Excerpt —

_ _ _

Skip to main content
Sports Marketing

‘Everybody likes a fight’: After Paul vs. Tyson, more marketers are paying attention to boxing

After the fight on Netflix roped in 65 million concurrent streams, some companies in the boxing space saw more interest from audiences and brands.

Graphic of Mike Tyson and Jake Paul

Illustration: Anna Kim, Photos: Ed Mulholland, Aliaksandr Litviniuk/Getty Images

5 min read

Boxing ended 2025 with a knockout.

Not literally—the November fight between Jake Paul and Mike Tyson didn’t have quite that much action—but the viewership packed a punch for Netflix, with 65 million concurrent streams at the event’s peak, and more than 1.4 billion impressions on Netflix’s social channels, according to the streamer. The hashtag #PaulTyson also trended worldwide on X, and even those who don’t use the platform may have seen posts about it in other social feeds or heard talk of it in a sports bar.

It was a rare breakthrough moment for boxing, which, despite having a handful of major global stars and a growing cohort of influencer boxers, largely lacks the household names and regular cultural moments that make sports, like football and basketball, a lock for big brands.

“It got everyone talking about boxing,” said Michael Mobley, SVP of media at Dazn, a sports streaming and entertainment platform that offers boxing.

In the months after Paul vs. Tyson especially, the sport’s traditional players experienced something of a trickle-down effect, seeing boosts in audience engagement and fielding calls from interested advertisers.

“It’s helped us across our social platforms,” Brian Kelly, CRO of the boxing production and promotion company Top Rank, told Marketing Brew. “We saw fan engagements around that fight, after that fight, increase. We saw some follower growth as well. It was such a sports cultural moment. Boxing isn’t always thought of as the big four in the United States when it comes to sports consumption and sports investment, but that certainly had an impact.”

_ _ _

Information shown —
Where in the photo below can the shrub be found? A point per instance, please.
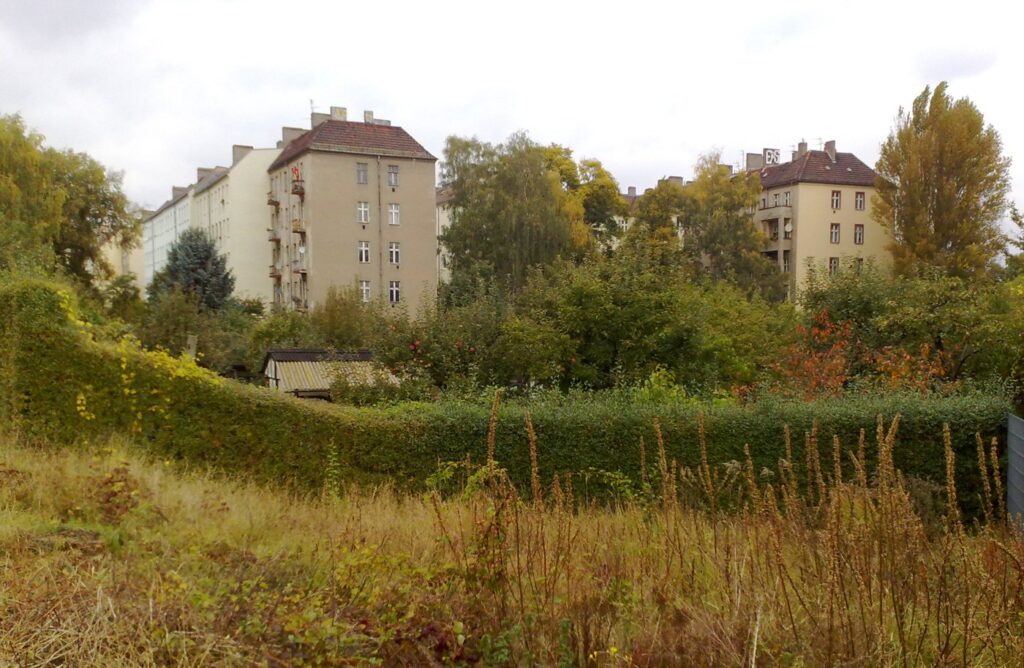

_ _ _

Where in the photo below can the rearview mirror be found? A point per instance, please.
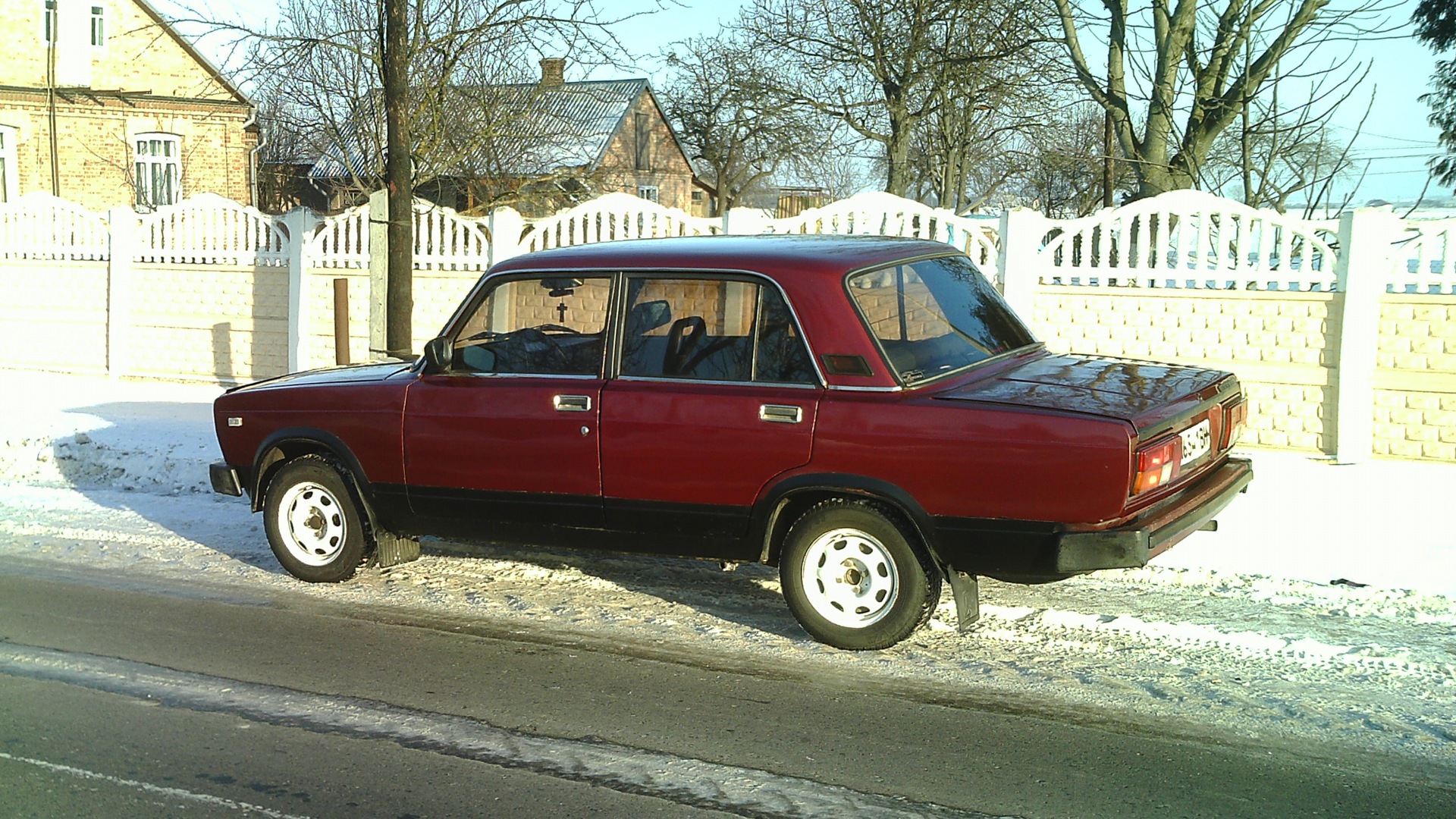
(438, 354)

_ _ _

In the boxing article, how many concurrent streams did the Paul vs. Tyson fight draw on Netflix at its peak?

Completed task —
65 million